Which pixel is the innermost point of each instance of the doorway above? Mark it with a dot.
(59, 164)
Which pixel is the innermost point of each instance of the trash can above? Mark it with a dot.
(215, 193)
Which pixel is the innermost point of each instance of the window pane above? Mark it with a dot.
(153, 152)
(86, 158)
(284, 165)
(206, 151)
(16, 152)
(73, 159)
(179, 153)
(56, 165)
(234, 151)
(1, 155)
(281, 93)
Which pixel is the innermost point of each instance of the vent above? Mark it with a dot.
...
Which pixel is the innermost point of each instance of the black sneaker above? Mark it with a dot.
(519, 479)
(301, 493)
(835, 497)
--
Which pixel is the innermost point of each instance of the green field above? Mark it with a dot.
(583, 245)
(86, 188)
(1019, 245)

Stated task =>
Begin at the line that contains "pane above? Mark it with a dot." and stop after the line that contains "vent above? Mark it with a dot.". Put those lines into a JSON list of strings, one string per line, leaving out any blank lines.

Correct answer =>
[
  "Which pixel is the innermost point of each instance of the window pane above? Mark it with a dot.",
  "(153, 152)",
  "(86, 158)",
  "(284, 165)",
  "(206, 151)",
  "(16, 152)",
  "(73, 159)",
  "(179, 153)",
  "(56, 165)",
  "(234, 151)",
  "(1, 155)",
  "(281, 93)",
  "Which pixel is the innermost point of each instance of the vent above? Mark it with a dot."
]